> **Text passage**
++++++++

Split xfs_trans_mod_sb into separate helpers for the different counts.
While the icount and ifree counters get their own helpers, the handling
for fdblocks and frextents merges the delalloc and non-delalloc cases
to keep the related code together.

Signed-off-by: Christoph Hellwig <hch@lst.de>
---
 fs/xfs/libxfs/xfs_ag_resv.c  |  18 +++--
 fs/xfs/libxfs/xfs_ialloc.c   |  14 ++--
 fs/xfs/libxfs/xfs_rtbitmap.c |   3 +-
 fs/xfs/libxfs/xfs_shared.h   |  10 ---
 fs/xfs/xfs_fsops.c           |   2 +-
 fs/xfs/xfs_rtalloc.c         |   6 +-
 fs/xfs/xfs_trans.c           | 130 +++++++++++++++--------------------
 fs/xfs/xfs_trans.h           |   7 +-
 fs/xfs/xfs_trans_dquot.c     |   2 +-
 9 files changed, 82 insertions(+), 110 deletions(-)

++++++++

Collected data

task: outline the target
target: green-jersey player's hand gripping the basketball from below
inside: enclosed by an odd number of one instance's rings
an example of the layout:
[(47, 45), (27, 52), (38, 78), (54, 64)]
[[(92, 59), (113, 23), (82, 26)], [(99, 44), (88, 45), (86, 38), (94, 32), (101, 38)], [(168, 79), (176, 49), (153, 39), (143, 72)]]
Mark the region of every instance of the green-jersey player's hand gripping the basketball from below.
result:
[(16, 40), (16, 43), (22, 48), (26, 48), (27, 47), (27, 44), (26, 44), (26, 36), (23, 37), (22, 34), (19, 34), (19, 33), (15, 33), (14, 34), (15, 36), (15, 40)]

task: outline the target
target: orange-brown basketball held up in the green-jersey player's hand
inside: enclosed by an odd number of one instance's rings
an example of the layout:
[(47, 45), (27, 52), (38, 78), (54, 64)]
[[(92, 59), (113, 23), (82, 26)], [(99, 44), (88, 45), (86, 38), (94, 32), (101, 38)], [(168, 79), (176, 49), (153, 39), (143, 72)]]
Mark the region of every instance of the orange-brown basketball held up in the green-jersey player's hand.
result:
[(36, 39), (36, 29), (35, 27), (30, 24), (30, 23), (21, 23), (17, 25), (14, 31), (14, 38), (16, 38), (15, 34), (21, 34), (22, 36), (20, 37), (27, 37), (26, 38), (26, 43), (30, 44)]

++++++++

> **Work to complete**
a) For the patch description, decide whether each statement agrees with it: (i) the icount and ifree counters each receive their own helpers; (ii) the handling for fdblocks and frextents keeps the delalloc and non-delalloc cases apart; (iii) the change touches nine files. Answer yes or no for each, quoting the deciding words.
b) Resume the patch description on splitting xfs_trans_mod_sb, picking up right after its final line.
The records come from a separate source and are not part of the patch description.

> **Exercise results**
a)
(i) Yes: "the icount and ifree counters get their own helpers"
(ii) No: "merges the delalloc and non-delalloc cases"
(iii) Yes: "9 files changed"

b)
diff --git a/fs/xfs/libxfs/xfs_ag_resv.c b/fs/xfs/libxfs/xfs_ag_resv.c
index 216423df939e5c..bb518d6a2dcecd 100644
--- a/fs/xfs/libxfs/xfs_ag_resv.c
+++ b/fs/xfs/libxfs/xfs_ag_resv.c
@@ -341,7 +341,6 @@ xfs_ag_resv_alloc_extent(
 {
 	struct xfs_ag_resv		*resv;
 	xfs_extlen_t			len;
-	uint				field;
 
 	trace_xfs_ag_resv_alloc_extent(pag, type, args->len);
 
@@ -356,9 +355,8 @@ xfs_ag_resv_alloc_extent(
 		ASSERT(0);
 		fallthrough;
 	case XFS_AG_RESV_NONE:
-		field = args->wasdel ? XFS_TRANS_SB_RES_FDBLOCKS :
-				       XFS_TRANS_SB_FDBLOCKS;
-		xfs_trans_mod_sb(args->tp, field, -(int64_t)args->len);
+		xfs_trans_mod_fdblocks(args->tp, -(int64_t)args->len,
+				args->wasdel);
 		return;
 	}
 
@@ -367,11 +365,11 @@ xfs_ag_resv_alloc_extent(
 	if (type == XFS_AG_RESV_RMAPBT)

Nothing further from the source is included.